- EXERCISE DIRECTIONS: All entries are to be copied verbatim, while the pictures stay out.

===

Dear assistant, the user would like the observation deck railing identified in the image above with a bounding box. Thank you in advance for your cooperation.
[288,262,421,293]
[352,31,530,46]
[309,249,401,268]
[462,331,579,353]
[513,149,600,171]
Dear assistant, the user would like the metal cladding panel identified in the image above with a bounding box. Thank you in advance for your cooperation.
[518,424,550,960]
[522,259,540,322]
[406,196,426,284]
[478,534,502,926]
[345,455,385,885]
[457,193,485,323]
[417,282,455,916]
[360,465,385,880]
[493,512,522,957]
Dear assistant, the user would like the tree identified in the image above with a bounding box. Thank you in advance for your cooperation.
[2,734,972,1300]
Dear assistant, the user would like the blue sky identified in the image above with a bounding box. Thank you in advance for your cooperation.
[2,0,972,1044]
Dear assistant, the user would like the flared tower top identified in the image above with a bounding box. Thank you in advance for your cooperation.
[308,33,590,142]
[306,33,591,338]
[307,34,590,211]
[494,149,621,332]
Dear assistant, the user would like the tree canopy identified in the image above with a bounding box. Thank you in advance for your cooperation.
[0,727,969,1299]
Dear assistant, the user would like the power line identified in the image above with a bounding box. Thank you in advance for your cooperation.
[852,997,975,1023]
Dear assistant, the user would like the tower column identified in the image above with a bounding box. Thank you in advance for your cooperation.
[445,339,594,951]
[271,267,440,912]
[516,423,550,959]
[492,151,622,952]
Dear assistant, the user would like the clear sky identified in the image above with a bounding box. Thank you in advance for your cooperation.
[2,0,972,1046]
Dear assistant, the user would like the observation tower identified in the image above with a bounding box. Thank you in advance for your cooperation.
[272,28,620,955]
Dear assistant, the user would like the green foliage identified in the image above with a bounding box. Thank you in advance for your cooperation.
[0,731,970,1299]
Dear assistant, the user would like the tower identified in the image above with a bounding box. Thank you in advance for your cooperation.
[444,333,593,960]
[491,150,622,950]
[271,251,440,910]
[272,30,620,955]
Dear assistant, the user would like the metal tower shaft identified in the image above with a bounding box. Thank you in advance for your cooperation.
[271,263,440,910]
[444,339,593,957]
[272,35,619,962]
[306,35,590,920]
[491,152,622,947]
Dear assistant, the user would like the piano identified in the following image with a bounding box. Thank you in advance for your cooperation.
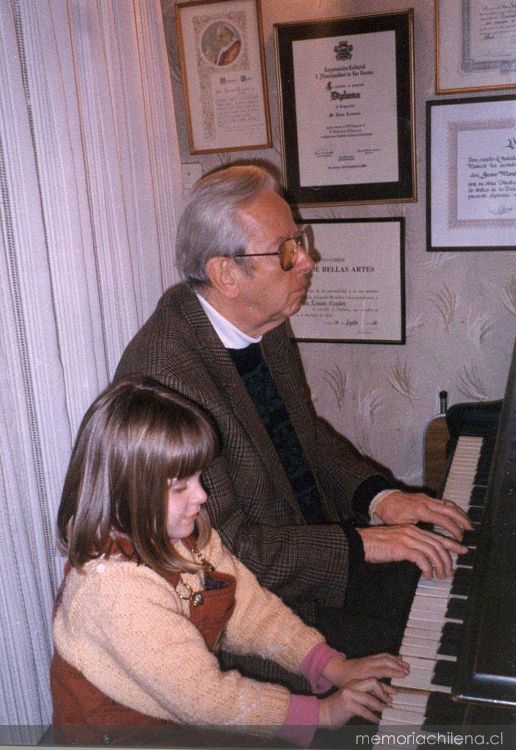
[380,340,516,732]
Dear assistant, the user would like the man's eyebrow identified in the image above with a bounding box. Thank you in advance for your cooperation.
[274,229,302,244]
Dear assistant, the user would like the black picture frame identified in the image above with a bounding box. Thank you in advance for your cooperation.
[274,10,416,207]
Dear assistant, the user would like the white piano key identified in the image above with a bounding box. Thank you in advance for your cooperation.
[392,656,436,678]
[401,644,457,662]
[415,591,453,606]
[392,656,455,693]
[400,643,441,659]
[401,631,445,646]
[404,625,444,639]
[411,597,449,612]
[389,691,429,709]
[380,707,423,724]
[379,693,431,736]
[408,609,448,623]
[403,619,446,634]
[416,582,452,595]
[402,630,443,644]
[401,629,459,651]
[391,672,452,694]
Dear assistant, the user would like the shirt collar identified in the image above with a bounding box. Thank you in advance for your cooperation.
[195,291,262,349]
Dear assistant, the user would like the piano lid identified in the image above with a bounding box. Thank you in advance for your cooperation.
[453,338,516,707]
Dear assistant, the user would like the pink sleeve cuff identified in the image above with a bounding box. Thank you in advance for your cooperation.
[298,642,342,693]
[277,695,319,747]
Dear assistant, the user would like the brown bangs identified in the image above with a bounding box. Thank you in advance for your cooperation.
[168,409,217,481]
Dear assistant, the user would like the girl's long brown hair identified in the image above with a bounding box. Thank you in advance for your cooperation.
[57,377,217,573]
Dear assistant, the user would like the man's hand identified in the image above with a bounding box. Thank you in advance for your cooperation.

===

- TASK OUTPUT:
Dear assistant, the user would like the observation deck railing identified in the image above with a bounding box. Thank you in advance for your cooperation.
[288,262,421,293]
[352,31,530,46]
[309,249,401,268]
[462,331,579,353]
[513,149,600,171]
Dear assistant, the user would like the metal cladding panel identified in the image above with a bounding box. Thank you in advance for your cooperation.
[518,424,550,960]
[522,259,540,322]
[406,196,426,284]
[478,534,502,926]
[345,455,385,885]
[457,193,485,323]
[417,282,455,916]
[360,465,385,880]
[493,512,522,957]
Dear assistant, the user would like the tree identified in the image above with a bounding box. Thank you in advance for your cooperation.
[2,734,972,1300]
Dear assistant, the user would like the blue sky identified in the image above with a bounding box. Thank you in advance for your cooperation.
[2,0,972,1044]
Dear assistant, the user would like the flared tower top identified in the image above with a bounding box. Thank you in advance for your cooperation.
[308,33,590,142]
[306,33,591,338]
[307,34,590,211]
[494,149,621,332]
Dear assistant, the user would like the tree canopy identified in the image above with a bounding box. Thank you in advance for your cooperation.
[0,727,969,1299]
Dear assistant, the user would like the power line identified in the image above with a bounding box. Thank you in advance for your cooperation.
[852,997,975,1023]
Dear assistant, the user would like the tower column identified in the image above with a bounding box. Thank you in advance for your cooperation.
[445,339,594,951]
[271,267,440,912]
[516,423,550,959]
[492,151,622,952]
Dear assistant, the user would like the clear sky identified in the image above with a bounding box. Thank you in advance for your cooperation.
[2,0,972,1046]
Dear assistant, the user would like the observation tower identified in the image above with a bounding box. Thank you in advance for your cooperation.
[272,28,620,955]
Dear assistant, the user would like the green foliage identified in the image above with a bounding box. Thank you in advance for your cooperation.
[0,731,970,1299]
Dear assistant, the user would like the tower identified in the image above with a bounding box. Thank you in advance for your cooperation.
[444,333,593,960]
[491,150,622,950]
[271,251,440,910]
[272,30,620,955]
Dear assistant, the user would like the metal tower shaft identified in the image above with a bounding box. Thank you in advance for your cooperation.
[271,263,440,910]
[444,339,593,957]
[272,35,619,962]
[306,35,590,920]
[491,152,622,947]
Dear assistant, the user would like the piano identified in the following image with a bounding box. Thank you in advance for your cooperation.
[380,340,516,732]
Dear assistant, the user would like the man's eyebrow identified in the image above with a bounding box. Thank you in advance for your cooperation.
[274,229,302,244]
Dear assistant, the user would like the black picture frame identified in the image above with a bounding box. Thank you in advance for your cooperation.
[274,10,416,207]
Dear assistant, the user would like the white piano key identified in the image above with a bounding box. Thank you in advance for your cooperation.
[392,656,436,678]
[401,644,457,662]
[415,591,453,606]
[392,656,455,693]
[400,643,441,659]
[401,631,445,646]
[404,625,444,639]
[411,597,449,612]
[389,691,429,709]
[380,707,423,724]
[379,693,431,736]
[408,609,448,623]
[403,619,446,634]
[416,582,452,595]
[402,630,443,644]
[401,629,459,651]
[391,672,452,694]
Dear assistant, the user would like the shirt collar identified in the image above with a bounding box. Thank you in advance for your cooperation.
[195,291,262,349]
Dear assistant, the user would like the piano lid identified in the image above with a bounding box. Thank you in advance for your cooperation.
[453,338,516,707]
Dear assistant, the user would like the pink sleeve cuff identified in the image above with a bounding box. Thank you in advance for your cooperation.
[298,642,342,693]
[277,695,319,747]
Dear assistant, the user would like the brown bangs identified in the image above with a bounding box. Thank you in advance for your cooperation.
[168,409,217,481]
Dear assistant, the user would like the girl's long brown hair identified in the image above with a bounding box. Thank you in advance for your cooperation.
[57,377,217,573]
Dear assistant, the user would like the man's hand identified in the image above with a bounding box. Thank you in advance for your cooperation.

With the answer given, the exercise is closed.